— TEXT SEGMENT —
An administration official, Mehraj Khan, had earlier described the incident as a suicide attack, but there were no details available on how the second blast happened.
Commercial area
Ikhram Mullah, a spokesman for the Pakistani Taliban in Mohmand, claimed responsibility for the attack in a phone call to a local TV station.
There was no independent verification of the casualties as Taliban fighters often dispute and reject the official figures.
Hospital officials said nearly 80 people were being treated for multiple wounds, while government officials put the number of wounded at about 40.
Among the wounded were several internally displaced people, who were collecting relief goods near the blast site.
Friday's blasts also damaged several cars and about 30 shops, witnesses said.
Al Jazeera's Imran Khan, reporting from Islamabad, said the Mohmand bombing was a "suicide attack" but that there was "confusion as to whether the attacker was on a motor bike or travelling in a car".
"Rescue efforts are still going on," he said.
"They've brought in heavy machinery to try and dig underneath the rubble. They say there're more bodies still trapped underneath that rubble.
"The dead and the injured are being taken to ... hospital in the nearest big city of Peshawar as a standard operating procedure.
"An emergency has been declared. But this goes to show that this situation in the tribal areas is still very fluid, still very dangerous."
Pakistan launched two major offensives in the northwest last year against homegrown Taliban fighters who have killed hundreds of people in retaliatory attacks across Pakistan, mostly in the northwest but also in major cities.
Two suicide bombers killed at least 42 people in an attack on Pakistan's most important Sufi shrine in the eastern city of Lahore last week.
Pushed out
The Pakistani Taliban, allies of the Afghan Taliban, has lost ground in army campaigns over the past year.
They were pushed out of the Swat valley, northwest of Islamabad, and in October the army began an offensive in the fighters' South Waziristan bastion on the Afghan border.
The offensive was extended to Orakzai in March as many of the fighters who fled the South Waziristan operation took refuge there and in Mohmand.
Hundreds of fighters have since been killed in air raids in the two regions.
Jet fighters killed about a dozen fighters in attacks in Orakzai on Friday, Pakistani security officials said.

— Referring expression pointing data —

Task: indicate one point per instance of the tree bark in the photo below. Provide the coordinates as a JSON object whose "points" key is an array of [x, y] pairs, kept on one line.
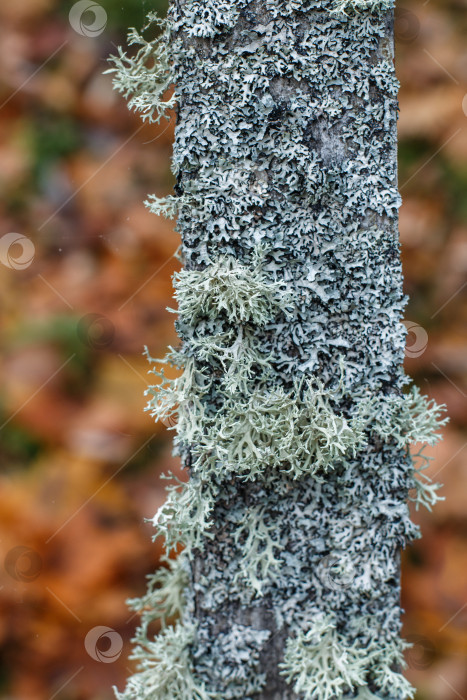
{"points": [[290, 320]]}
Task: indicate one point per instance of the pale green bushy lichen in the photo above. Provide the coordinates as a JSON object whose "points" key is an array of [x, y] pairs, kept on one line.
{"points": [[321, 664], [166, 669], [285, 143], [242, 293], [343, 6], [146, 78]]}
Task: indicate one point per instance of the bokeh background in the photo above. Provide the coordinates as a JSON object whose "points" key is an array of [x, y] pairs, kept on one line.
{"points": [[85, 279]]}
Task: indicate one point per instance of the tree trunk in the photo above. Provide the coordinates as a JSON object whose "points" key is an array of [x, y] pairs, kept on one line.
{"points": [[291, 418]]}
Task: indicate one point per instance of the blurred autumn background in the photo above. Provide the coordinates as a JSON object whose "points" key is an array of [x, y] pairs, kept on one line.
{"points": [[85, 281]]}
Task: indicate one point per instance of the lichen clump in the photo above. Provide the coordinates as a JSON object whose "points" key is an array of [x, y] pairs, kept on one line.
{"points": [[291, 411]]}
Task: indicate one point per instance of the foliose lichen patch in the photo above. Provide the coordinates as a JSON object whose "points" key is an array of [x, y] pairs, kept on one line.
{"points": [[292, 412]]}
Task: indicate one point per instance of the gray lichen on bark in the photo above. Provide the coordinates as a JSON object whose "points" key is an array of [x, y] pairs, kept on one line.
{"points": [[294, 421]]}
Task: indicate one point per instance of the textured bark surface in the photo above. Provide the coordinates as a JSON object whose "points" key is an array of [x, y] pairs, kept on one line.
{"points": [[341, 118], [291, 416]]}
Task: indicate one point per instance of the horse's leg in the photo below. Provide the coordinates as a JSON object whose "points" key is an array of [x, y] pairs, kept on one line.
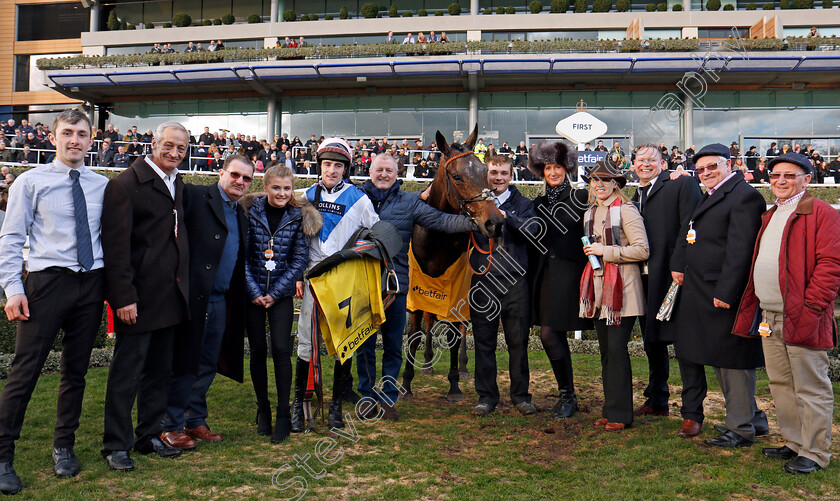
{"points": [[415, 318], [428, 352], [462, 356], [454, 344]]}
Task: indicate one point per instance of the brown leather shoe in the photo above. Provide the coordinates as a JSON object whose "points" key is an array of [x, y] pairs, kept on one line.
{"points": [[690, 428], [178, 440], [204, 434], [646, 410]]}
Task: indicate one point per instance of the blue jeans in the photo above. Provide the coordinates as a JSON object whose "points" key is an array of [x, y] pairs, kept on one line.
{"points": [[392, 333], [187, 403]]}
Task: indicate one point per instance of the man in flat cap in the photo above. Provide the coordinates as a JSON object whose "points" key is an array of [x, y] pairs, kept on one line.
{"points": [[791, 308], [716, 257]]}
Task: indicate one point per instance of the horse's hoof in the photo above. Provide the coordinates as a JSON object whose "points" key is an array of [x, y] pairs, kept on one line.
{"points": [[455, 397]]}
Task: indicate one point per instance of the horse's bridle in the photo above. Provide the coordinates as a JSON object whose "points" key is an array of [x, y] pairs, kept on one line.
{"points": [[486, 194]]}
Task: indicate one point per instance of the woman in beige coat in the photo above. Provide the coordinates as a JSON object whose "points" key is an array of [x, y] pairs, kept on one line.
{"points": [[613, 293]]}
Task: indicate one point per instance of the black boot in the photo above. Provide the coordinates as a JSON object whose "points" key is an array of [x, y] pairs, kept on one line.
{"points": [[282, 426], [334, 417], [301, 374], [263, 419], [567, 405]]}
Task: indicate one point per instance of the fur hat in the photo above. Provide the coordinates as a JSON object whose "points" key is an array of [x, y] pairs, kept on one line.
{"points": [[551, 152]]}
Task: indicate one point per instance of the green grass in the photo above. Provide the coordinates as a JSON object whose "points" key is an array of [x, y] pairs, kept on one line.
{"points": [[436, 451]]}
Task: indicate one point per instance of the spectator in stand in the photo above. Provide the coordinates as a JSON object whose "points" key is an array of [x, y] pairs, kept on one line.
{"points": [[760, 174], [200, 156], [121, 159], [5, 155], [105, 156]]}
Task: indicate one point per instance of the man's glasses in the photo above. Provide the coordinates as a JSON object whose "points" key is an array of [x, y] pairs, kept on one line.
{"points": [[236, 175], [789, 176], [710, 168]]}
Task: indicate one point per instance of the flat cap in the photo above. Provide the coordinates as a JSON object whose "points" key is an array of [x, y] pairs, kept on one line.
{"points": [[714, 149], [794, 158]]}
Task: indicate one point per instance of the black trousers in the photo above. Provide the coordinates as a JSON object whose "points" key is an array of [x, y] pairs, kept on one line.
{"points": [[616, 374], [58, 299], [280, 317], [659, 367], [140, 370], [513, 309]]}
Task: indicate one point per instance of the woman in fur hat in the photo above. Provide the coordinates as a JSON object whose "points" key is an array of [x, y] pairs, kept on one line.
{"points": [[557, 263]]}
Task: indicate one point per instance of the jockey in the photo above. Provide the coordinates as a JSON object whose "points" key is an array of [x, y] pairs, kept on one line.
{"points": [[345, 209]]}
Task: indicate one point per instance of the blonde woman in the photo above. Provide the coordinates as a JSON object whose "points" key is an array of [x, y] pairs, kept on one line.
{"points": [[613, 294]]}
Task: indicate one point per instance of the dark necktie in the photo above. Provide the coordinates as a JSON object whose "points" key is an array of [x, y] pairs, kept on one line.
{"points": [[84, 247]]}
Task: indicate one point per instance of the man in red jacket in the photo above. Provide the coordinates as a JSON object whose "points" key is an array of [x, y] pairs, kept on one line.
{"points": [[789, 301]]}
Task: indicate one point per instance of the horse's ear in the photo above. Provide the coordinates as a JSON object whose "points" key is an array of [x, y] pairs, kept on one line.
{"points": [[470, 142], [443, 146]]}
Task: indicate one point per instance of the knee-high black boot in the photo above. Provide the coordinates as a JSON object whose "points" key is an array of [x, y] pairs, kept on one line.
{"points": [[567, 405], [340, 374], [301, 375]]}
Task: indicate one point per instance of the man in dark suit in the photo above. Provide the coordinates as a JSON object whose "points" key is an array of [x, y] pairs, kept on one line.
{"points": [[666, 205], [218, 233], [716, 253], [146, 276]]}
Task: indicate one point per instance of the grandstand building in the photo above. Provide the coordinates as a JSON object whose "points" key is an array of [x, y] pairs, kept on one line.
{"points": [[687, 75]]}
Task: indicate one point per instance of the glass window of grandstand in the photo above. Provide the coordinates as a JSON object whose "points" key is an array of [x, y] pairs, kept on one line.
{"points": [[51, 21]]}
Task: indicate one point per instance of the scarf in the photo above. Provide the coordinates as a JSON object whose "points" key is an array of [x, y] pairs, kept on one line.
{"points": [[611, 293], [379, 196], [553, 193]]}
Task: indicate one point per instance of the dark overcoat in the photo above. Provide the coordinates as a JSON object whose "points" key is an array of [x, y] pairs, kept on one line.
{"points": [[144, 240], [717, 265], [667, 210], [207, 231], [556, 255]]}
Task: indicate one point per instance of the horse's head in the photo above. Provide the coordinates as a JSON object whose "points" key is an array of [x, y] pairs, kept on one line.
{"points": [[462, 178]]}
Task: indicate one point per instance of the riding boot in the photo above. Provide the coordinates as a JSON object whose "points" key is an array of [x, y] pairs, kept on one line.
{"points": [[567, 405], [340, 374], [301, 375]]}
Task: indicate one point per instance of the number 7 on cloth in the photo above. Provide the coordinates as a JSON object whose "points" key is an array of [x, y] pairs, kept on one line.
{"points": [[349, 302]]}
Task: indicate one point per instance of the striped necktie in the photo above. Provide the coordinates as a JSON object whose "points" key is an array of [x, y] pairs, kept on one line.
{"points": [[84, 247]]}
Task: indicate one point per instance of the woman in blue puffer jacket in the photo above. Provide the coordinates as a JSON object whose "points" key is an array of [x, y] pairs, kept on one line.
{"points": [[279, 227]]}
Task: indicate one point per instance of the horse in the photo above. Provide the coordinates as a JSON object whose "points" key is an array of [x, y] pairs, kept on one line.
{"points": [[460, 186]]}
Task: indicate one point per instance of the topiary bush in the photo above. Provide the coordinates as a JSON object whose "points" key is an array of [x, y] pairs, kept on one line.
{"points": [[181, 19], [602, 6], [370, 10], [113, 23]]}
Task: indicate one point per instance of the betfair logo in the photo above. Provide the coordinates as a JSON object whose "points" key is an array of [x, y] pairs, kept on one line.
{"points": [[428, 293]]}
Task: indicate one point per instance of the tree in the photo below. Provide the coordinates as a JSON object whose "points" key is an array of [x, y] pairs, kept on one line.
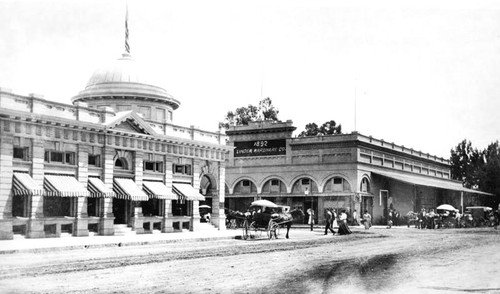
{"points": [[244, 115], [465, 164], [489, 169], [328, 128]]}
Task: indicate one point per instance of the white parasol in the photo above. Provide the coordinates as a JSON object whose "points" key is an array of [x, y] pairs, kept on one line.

— TASK LIST —
1. Answer these questions from the Mohmand bombing report:
(a) How many shops did witnesses say Friday's blasts damaged?
(b) Who claimed responsibility for the attack, and how?
(c) In which month did the army begin its offensive in South Waziristan?
2. List every person named in the Mohmand bombing report.

— EXERCISE ANSWERS —
1.
(a) About 30 shops.
(b) Ikhram Mullah, a spokesman for the Pakistani Taliban in Mohmand, claimed responsibility in a phone call to a local TV station.
(c) October.

2.
Mehraj Khan
Ikhram Mullah
Imran Khan